▶ **Excerpted text**
The reverse-transmission theory would offer a rather different explanation for why Haydn's versions of the tunes resemble the folk versions more at the beginning than elsewhere – it would be the beginning that would most likely be well remembered by folk singers, and the later passages that, diverging most from folk style, would be most likely to be altered.

Concerning the possibility of reverse transmission, it is conceivable that we have some testimony from Haydn himself. In his oratorio The Seasons, the composer depicted a rural plowman whistling a tune from his own "Surprise" Symphony. We cannot know at this stage whether this was meant as a little joke, or whether Haydn had actually noticed that his catchiest tunes were somehow percolating from the concert hall to the countryside.

Haydn and Croatian ethnicity

Franjo Kuhac, who attributed many tunes in Haydn's music to Croatian folk music, went further than this and advanced the theory that Haydn knew so many Croatian folk tunes because he was himself Croatian; that is to say, a member of the Croatian ethnic minority residing in eastern Austria. The proposal led to extensive controversy and is no longer considered valid by mainstream musicologists. For discussion, see Joseph Haydn's ethnicity.

▶ **Challenges**
[1] Translate this sentence from the passage on Haydn and folk tunes into Spanish: "Concerning the possibility of reverse transmission, it is conceivable that we have some testimony from Haydn himself."
[2] Pick up the passage on Haydn and folk tunes after its last sentence and carry it on.

(Dataset entries)
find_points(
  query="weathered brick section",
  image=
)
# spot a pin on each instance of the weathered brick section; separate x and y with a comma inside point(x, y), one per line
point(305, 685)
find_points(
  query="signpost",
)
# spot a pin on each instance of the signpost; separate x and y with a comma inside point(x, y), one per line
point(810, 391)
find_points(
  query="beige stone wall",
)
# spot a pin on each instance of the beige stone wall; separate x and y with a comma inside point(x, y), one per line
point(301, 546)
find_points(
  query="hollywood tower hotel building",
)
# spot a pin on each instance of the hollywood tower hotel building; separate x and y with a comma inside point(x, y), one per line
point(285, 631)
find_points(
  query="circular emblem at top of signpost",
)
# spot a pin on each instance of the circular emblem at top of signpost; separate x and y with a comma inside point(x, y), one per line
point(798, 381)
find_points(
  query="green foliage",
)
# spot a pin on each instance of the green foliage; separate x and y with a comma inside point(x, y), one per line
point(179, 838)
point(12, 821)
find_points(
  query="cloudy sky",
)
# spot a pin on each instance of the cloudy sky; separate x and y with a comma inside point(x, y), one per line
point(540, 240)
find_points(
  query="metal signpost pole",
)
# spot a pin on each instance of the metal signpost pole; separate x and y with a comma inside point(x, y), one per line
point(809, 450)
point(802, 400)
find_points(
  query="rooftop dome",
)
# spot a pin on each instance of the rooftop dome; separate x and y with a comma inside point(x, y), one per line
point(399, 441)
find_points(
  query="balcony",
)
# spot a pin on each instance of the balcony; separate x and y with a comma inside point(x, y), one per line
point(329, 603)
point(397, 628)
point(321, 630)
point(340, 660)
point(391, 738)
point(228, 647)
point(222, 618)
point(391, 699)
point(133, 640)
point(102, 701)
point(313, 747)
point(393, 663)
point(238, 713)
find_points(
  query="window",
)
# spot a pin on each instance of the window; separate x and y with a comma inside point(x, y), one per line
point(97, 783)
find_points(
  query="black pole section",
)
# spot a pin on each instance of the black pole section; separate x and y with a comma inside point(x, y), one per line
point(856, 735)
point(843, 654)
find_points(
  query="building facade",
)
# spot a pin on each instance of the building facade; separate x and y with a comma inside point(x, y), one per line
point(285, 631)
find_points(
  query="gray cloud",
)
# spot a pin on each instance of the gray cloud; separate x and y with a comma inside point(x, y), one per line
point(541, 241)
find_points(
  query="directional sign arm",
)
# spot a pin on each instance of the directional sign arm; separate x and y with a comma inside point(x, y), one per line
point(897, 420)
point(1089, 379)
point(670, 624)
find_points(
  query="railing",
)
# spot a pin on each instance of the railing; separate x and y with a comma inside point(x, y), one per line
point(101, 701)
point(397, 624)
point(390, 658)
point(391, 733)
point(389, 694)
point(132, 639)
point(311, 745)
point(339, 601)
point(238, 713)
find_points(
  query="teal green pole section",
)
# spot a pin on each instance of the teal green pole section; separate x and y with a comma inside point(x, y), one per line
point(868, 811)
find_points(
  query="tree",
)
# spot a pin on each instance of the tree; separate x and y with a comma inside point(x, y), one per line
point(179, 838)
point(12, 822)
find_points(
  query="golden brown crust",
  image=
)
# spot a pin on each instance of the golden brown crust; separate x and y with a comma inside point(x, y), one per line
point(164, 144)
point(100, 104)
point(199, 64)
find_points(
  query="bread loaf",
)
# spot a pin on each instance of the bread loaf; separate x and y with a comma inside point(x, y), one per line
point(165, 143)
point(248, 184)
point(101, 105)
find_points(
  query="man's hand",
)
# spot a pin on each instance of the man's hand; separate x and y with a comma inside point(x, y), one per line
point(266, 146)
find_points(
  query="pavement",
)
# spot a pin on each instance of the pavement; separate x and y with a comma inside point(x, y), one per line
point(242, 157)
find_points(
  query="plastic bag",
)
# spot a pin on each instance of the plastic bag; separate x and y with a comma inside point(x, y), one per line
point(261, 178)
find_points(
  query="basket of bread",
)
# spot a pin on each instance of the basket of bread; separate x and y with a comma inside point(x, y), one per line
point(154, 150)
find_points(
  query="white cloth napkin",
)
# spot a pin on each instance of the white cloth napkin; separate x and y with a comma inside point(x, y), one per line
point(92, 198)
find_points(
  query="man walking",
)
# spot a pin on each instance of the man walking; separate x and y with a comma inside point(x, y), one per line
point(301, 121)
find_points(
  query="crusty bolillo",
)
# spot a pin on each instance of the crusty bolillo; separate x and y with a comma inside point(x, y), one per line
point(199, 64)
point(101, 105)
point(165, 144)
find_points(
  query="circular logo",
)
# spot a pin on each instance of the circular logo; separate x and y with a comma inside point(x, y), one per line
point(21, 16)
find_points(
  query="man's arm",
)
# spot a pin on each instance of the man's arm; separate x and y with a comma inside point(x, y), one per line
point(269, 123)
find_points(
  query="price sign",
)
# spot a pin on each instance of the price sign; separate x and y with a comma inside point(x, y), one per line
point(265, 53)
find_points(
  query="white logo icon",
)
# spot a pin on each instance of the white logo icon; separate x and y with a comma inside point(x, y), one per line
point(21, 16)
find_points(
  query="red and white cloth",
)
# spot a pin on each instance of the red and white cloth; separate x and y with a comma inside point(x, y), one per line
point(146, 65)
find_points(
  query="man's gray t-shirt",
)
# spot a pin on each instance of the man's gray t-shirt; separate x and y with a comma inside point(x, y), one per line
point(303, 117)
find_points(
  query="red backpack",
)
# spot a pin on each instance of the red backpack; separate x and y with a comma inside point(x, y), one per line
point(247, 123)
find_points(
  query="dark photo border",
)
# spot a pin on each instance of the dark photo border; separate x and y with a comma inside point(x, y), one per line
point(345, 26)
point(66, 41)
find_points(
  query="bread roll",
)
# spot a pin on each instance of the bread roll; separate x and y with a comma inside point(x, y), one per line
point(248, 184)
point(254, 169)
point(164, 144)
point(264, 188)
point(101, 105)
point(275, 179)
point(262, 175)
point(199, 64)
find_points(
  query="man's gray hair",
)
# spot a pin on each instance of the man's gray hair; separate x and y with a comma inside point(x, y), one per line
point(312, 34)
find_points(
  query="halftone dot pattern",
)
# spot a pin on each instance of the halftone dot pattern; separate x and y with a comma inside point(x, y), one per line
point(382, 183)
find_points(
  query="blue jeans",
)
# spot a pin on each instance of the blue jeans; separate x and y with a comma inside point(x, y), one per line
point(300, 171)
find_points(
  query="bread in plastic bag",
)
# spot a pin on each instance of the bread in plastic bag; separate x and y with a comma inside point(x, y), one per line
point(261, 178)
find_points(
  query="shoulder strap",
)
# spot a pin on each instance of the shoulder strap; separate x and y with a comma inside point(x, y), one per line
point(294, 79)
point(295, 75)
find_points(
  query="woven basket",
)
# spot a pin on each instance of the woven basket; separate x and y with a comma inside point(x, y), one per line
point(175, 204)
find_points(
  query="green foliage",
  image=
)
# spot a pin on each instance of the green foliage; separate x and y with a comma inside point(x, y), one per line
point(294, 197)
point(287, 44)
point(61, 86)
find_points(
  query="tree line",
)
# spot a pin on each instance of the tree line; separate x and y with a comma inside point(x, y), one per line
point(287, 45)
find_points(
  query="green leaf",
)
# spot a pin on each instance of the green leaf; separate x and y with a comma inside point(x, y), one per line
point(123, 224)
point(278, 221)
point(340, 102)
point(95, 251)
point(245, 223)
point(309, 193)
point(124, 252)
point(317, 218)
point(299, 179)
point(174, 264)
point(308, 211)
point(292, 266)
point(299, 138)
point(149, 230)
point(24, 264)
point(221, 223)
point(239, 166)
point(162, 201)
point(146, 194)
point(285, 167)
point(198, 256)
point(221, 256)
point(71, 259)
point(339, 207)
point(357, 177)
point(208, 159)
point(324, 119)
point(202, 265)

▶ **Answers per task**
[1] En cuanto a la posibilidad de una transmisión inversa, es concebible que contemos con algún testimonio del propio Haydn.

[2]
Learned borrowings from other nationalities

Like other composers who came from less humble backgrounds, Haydn sometimes would set folksongs from other countries. These fall into a different category from the cases given above, since Haydn obtained these songs through learned channels rather than through folkloric transmission.

The second movement of the Symphony No. 85, "La Reine" is described by H. C. Robbins Landon as "a set of variations on the old French folk-song 'La gentille et jeune Lisette' ". This was an appropriate choice since the 85th Symphony is one of the "Paris" symphonies, written on commission for a Parisian audience.

Like Koželuch, Beethoven and Weber after him, Haydn made a great number of arrangements of Scottish and Welsh folksongs for British publishers (including Napier, George Thomson, and William Whyte); this activity began in 1791 and continued from time to time to the very end of Haydn's compositional career, ca. 1804. The arrangements are set for high voice and piano trio, and include versions of "Barbara Allen" and "The Border Widow's Lament".

Notes

Sources

Further reading
 
 Hadow, Henry (1897) Haydn: A Croatian Composer, London, 1897.
 Larsen, Jens Peter (1982) The New Grove Haydn. New York and London: W. W. Norton. 
 The "reverse-transmission" theory noted above is mentioned by Charles Rosen in his book The Classical Style (2nd ed., New York: Norton, 1997).
 Schmid, Ernst Fritz (1934) Joseph Haydn: ein Buch von Vorfahren und Heimat des Meisters. Kassel: Bärenreiter-Verlag.

External links
 Excerpts from the book A Croatian Composer: Notes toward the study of Joseph Haydn, by William Henry Hadow
 Lyrics, translation, and commentary on the Austrian folk song "Acht Sauschneider"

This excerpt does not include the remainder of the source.